:: Document source ::

Comment l’Europe peut rattraper l’Amérique

Dans le match que se livrent les deux grandes puissances économiques, la victoire semble promise à Washington. À moins que…

Publié le 21 juin 2004 Lecture : 5 minutes.

Si George Bush n’en finit plus de s’empêtrer dans le bourbier irakien, force est de constater que sur le plan économique les bonnes nouvelles se succèdent… La croissance américaine est estimée à plus de 4,6 % pour 2004 et plus de 1,2 million d’emplois ont été créés depuis le début de l’année. De l’autre côté de l’Atlantique, le président Jacques Chirac et le chancelier Gerhard Schröder, les deux grands promoteurs de l’Europe, s’attirent les foudres des demandeurs d’emploi dont les rangs grossissent chaque mois (+ 6 % de chômeurs en France en 2003) et ne peuvent que constater la faiblesse de la reprise dans la communauté. Le match que se livrent les deux grandes puissances économiques tourne, une nouvelle fois, à l’avantage de l’Oncle Sam. Si Washington dispose d’une plus grande marge de manoeuvre pour relancer son économie – en laissant notamment courir son déficit et en dévaluant le dollar pour améliorer la compétitivité de ces entreprises -, Bruxelles impose à ses membres de respecter un Pacte de stabilité très contraignant au niveau économique et monétaire. Mais cet argument n’explique pas à lui tout seul la réussite américaine.
« Les États-Unis ont toujours pu compter sur leur marché intérieur unique et la mobilité de la main-d’oeuvre, sur leur leadership dans les techniques de production et de commercialisation de masse, ainsi que sur l’efficacité de la collaboration entre les universités, le gouvernement et l’industrie », expliquait, en janvier 2003, Robert J. Gordon, de l’université de Northwestern, aux États-Unis (Illinois), dans un article de la revue de l’Observatoire français des conjonctures économiques (OFCE) intitulé « Deux siècles de croissance : l’Europe à la poursuite des États-Unis ».

:::
:: Données fournies ::

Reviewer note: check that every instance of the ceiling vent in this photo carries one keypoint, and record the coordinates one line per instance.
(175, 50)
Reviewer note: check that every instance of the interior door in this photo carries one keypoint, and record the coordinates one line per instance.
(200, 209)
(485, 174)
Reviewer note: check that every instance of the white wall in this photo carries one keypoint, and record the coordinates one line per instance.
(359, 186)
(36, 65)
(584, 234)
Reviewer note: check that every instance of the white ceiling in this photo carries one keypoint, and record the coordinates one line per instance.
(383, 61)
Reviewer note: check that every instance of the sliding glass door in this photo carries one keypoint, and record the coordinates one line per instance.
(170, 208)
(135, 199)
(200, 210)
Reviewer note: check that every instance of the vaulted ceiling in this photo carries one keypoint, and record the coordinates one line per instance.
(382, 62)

:::

Tâches demandées ::
(1) Pouvez-vous recopier mot pour mot le passage de l'article sur l'Europe et l'Amérique qui commence par « Dans le match » et se poursuit jusqu'à « Lecture : 5 minutes. » ?
(2) Pouvez-vous réécrire sous forme de liste, plus brièvement, le paragraphe de l'article sur l'Europe et l'Amérique qui débute par « Si George Bush n'en finit plus », en conservant ses faits principaux ?

Réponses par tâche ::
(1)
Dans le match que se livrent les deux grandes puissances économiques, la victoire semble promise à Washington. À moins que…

Publié le 21 juin 2004 Lecture : 5 minutes.

(2)
- Malgré l'enlisement de George Bush en Irak, l'économie américaine enchaîne les bonnes nouvelles. La croissance est estimée à plus de 4,6 % pour 2004, et plus de 1,2 million d'emplois ont été créés depuis le début de l'année.
- En Europe, Jacques Chirac et Gerhard Schröder s'attirent la colère des demandeurs d'emploi, toujours plus nombreux (+ 6 % de chômeurs en France en 2003). La reprise reste faible.
- Le match entre les deux grandes puissances économiques tourne de nouveau à l'avantage des États-Unis.
- Washington peut relancer son économie en laissant courir son déficit et en dévaluant le dollar. Bruxelles impose au contraire à ses membres un Pacte de stabilité très contraignant.
- Cet argument n'explique toutefois pas à lui seul la réussite américaine.